▸ Consigne
Poursuivez le passage sur la qualification juridique de l'embryon à partir de la phrase qui le clôt.

▸ Passage cité
═══

II - Un choix dans le débat
4370. L’élaboration comme l’application des normes juridiques obligent le législateur et les juges à qualifier les êtres, c’est-à-dire à se prononcer sur la définition de la personne humaine.
A - Les normes révèlent la nature des êtres qu’elles concernent
4471. Le législateur pense qu’il ne prend pas parti en ne qualifiant pas. En pratique son attitude passive révèle une prise de parti, car les normes adoptées expriment toujours quelque chose de plus fondamental. Le ministre de la santé l’avait clairement dit lors de la discussion des lois bioéthiques : « cette loi reflètera notre conception de l’homme […] chacun admet que ce n’est pas à la loi de définir la vie. Il est indéniable pourtant que cette loi reflètera notre conception de l’homme »125. C’est pourquoi le législateur « commettrait alors une grave erreur en s’abstenant de définir l’embryon sous prétexte que cela est impossible, ou que cela relève de la philosophie, voire des croyances de chacun. […] cette abstention constitue par elle-même un choix ; en fait, dans ce domaine, ne pas choisir équivaut dans la pratique à choisir la réification de la vie humaine : l’embryon sera considéré et traité comme une "chose" »126. On ne peut prétendre à la fois ne pas prendre parti sur la nature de l’embryon et prendre le risque de prévoir sa destruction systématique après cinq ans de conservation. Si on confronte la règle selon laquelle la loi protège l’être humain dès le commencement de sa vie (article 16 du Code civil) et celle selon laquelle les embryons doivent être détruits au bout de cinq ans, il est clair que cette dernière dénie aux embryons la qualité d’être humain. Ou alors, il faut revoir le principe posé par l’article 16 et le nuancer. Comme le fait remarquer M. Mémeteau127, « le législateur qui reconnaît son incompétence pour prononcer une qualification ne peut sans se contredire accepter des faits présupposant cette qualification ». D’où la légitime interrogation de M. Gridel : « La mise en œuvre de telles pratiques ne dépend-elle pas d’une position de principe quant à la nature de l’embryon ? »128. En effet les pratiques révèlent, indirectement mais nécessairement, une position de principe.

═══

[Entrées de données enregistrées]

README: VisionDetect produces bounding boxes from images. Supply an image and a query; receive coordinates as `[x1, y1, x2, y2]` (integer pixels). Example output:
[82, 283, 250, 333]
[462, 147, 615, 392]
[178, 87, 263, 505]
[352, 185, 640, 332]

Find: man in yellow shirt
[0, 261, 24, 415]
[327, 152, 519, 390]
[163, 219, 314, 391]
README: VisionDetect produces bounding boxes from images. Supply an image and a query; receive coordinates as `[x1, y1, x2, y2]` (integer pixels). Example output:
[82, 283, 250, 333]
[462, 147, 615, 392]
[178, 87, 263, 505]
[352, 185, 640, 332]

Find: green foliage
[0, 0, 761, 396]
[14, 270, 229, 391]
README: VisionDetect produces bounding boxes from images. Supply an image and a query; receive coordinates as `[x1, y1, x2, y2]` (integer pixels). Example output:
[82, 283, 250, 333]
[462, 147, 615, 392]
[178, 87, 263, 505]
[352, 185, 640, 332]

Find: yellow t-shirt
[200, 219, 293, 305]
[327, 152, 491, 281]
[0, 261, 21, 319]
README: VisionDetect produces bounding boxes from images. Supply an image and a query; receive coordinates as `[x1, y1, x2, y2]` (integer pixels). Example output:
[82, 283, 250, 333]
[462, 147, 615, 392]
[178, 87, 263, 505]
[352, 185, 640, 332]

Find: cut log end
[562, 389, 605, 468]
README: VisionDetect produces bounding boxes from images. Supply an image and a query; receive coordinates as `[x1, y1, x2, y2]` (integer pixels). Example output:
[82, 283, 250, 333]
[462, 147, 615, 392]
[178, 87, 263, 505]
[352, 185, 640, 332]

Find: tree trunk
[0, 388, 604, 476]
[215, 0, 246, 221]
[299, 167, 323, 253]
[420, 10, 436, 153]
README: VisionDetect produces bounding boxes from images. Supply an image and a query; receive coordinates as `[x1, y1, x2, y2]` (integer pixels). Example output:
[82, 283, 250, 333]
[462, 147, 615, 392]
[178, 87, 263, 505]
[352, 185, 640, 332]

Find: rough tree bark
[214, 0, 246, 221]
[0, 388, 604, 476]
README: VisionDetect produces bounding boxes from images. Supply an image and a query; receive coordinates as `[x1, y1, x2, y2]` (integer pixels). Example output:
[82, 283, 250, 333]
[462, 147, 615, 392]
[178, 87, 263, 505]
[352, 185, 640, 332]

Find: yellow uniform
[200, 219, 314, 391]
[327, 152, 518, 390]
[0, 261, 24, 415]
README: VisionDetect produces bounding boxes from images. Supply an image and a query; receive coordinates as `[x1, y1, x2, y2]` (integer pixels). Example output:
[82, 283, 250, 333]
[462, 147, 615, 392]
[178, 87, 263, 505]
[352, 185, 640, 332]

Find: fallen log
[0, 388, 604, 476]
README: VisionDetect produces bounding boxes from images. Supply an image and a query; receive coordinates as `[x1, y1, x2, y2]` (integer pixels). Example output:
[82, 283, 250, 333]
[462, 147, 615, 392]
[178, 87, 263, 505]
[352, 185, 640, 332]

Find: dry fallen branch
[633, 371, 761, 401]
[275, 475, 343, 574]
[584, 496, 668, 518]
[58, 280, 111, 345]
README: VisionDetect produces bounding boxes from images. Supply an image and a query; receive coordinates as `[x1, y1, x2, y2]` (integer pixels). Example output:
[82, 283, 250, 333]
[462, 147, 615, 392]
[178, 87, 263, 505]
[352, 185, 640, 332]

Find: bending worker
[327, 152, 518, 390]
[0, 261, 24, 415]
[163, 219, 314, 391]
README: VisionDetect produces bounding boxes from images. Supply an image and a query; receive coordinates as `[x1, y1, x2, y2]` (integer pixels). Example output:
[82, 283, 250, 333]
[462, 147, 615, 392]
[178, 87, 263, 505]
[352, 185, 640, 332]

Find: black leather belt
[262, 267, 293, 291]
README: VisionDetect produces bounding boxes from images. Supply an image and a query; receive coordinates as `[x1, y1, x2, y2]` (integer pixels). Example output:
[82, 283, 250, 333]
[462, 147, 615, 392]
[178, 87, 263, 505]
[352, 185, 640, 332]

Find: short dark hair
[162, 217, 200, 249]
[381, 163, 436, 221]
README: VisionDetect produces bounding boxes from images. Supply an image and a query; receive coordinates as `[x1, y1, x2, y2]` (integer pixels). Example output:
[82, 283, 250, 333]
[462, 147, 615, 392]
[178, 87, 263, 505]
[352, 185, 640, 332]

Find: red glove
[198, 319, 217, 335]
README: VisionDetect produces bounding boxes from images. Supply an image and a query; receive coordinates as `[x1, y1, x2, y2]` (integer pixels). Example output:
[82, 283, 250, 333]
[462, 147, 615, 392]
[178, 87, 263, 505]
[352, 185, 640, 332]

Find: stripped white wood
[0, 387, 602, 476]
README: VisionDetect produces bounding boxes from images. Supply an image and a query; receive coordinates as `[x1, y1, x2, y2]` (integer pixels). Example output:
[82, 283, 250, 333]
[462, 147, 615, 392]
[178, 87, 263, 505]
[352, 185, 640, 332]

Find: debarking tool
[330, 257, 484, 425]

═══

▸ Réponse
4572. Toutes les précautions de langages prises pour affirmer la neutralité sont vaines. Prétendre ne rien dire des questions fondamentales est voué à l’échec car, s’il n’y a pas de réglementation, cela revient concrètement à approuver ce qui se fait et, s’il y a des règles, elles reflètent une prise de position, une conception qui se trouve ainsi implicitement établie dans la loi. On peut certes penser préférable d’« abandonner le terrain de l’ontologie, et [chercher] les bases d’une entente qui serait pratique : la question serait moins de savoir si l’embryon est, ou n’est pas, une personne, que de définir les règles de bonne conduite à son égard »129. Mais le problème n’est que déplacé, car il faut bien se référer à quelque chose pour apprécier ces règles de "bonne conduite". Au regard de quoi telle ou telle conduite sera bonne, moins bonne, ou mauvaise, si l’on ne sait pas ce qu’est l’être en question ? On retombe nécessairement sur une ontologie, quel que soit le nom qu’on lui donne130. Il faudra bien donner un contenu à cet impératif catégorique que constitue la définition de règles de bonne conduite. C’est pourquoi faire semblant de ne pas prendre parti sur la nature de l’embryon est en fait une prise de position, à ceci près qu’elle se passe de justification.
4673. De la même manière, c’est en vain que les juges s’efforcent de rester neutres dans le débat sur la définition de la personne humaine.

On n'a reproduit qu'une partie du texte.